## What you need to do
Send back the entries below exactly as they appear.

Some records
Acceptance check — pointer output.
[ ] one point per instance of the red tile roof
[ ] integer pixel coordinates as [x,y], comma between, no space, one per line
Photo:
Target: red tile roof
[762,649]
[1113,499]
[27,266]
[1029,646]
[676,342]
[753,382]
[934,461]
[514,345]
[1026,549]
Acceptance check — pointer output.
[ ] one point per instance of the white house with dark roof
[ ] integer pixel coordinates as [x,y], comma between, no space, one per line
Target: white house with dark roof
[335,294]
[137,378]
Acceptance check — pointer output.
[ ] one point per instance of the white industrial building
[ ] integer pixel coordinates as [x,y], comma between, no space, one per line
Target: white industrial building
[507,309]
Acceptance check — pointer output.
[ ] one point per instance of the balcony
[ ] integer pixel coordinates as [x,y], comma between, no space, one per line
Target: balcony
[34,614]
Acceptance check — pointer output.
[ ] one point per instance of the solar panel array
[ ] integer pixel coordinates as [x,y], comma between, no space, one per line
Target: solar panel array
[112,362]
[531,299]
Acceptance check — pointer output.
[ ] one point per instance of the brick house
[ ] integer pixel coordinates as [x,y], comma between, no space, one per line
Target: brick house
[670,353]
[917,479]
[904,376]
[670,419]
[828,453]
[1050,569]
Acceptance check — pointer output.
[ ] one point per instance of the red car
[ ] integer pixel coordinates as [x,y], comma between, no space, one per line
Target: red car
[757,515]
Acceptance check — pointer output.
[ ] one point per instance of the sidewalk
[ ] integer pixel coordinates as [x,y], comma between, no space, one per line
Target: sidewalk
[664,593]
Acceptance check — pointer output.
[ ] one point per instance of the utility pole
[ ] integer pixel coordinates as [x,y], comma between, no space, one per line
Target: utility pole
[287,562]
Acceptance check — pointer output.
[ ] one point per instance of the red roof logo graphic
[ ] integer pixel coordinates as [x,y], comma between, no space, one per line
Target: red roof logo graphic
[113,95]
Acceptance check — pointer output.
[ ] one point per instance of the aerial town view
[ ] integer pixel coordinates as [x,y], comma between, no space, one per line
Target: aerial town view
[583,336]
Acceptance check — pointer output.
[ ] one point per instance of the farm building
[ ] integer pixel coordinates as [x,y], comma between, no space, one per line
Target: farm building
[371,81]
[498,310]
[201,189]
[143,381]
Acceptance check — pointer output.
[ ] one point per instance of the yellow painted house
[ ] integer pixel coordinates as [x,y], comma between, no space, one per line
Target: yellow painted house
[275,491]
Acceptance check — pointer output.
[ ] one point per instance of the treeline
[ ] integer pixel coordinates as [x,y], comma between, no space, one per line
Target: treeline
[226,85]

## Result of this exercise
Acceptance check — pointer output.
[ ] one point per instance of the red tile roof
[ ] integer pixel coordinates as [x,y], comma between, no space, one per line
Photo:
Target: red tile roof
[762,649]
[1113,499]
[27,266]
[1029,646]
[676,342]
[753,382]
[934,461]
[514,345]
[1026,549]
Acceptance check — pointer output.
[ ] one point per instance of the white house with dark roof
[ ] integer pixel coordinates as [x,y], comma between, no space, one per line
Target: white house with dark roof
[335,294]
[137,378]
Acceptance check — pointer output.
[ ] one point per instance of the white industrial building
[ ] integer pixel coordinates as [x,y], comma between, no space, one per line
Target: white industrial building
[507,309]
Acceptance check — pointer output.
[ ] one point per instance of the balcony
[ ] integer pixel coordinates as [x,y], comma between, no space, one per line
Target: balcony
[34,614]
Acceptance check — pointer output.
[ ] one point per instance of the solar panel array
[ ] integer pixel coordinates as [x,y], comma between, no space, one per line
Target: solar panel array
[112,362]
[531,299]
Acceptance check — pointer output.
[ ] one point per instance of the brick house
[ ] integer pixel coordinates as [x,y], comma between, no space, one per line
Target: brick house
[670,353]
[917,479]
[904,376]
[670,419]
[828,453]
[1050,569]
Acceptance check — pointer output.
[ ] one point per instance of the red car
[ ] integer pixel coordinates as [x,y], comma between, no space, one per line
Target: red car
[757,515]
Acceptance check — pointer output.
[ ] one point per instance of the sidewalk
[ ] integer pixel coordinates as [x,y], comma between, no space, one per line
Target: sidewalk
[664,593]
Acceptance check — pointer output.
[ ] one point per instance of the utility pole
[ ] integer pixel coordinates as [x,y], comma between, no space, one per line
Target: utility pole
[287,562]
Acceptance check — pointer output.
[ ] one point per instance of the red roof logo graphic
[ ] integer pixel coordinates as [x,y], comma between, no space, one per line
Target: red roof logo graphic
[113,95]
Acceptance check — pointer output.
[ ] one point per instance of the aerial town view
[ ] integer pixel coordinates as [x,y], comma between, no space, one per line
Target: aerial town view
[583,336]
Acceptance check — pointer output.
[ ] one point per instance of the farm building
[ ] integer pixel coordinates as [x,y], comma between, no space, one per line
Target: farm building
[371,81]
[498,310]
[201,189]
[143,381]
Acceptance check — pointer output.
[ ] one point per instance of the yellow painted house
[ ] integer pixel coordinates as [x,y], comma between, no space, one per line
Target: yellow painted house
[275,491]
Acceptance check — pointer output.
[ ] one point per instance of the treeline
[ ] integer pixel coordinates as [x,y], comma between, no space, one per line
Target: treeline
[226,85]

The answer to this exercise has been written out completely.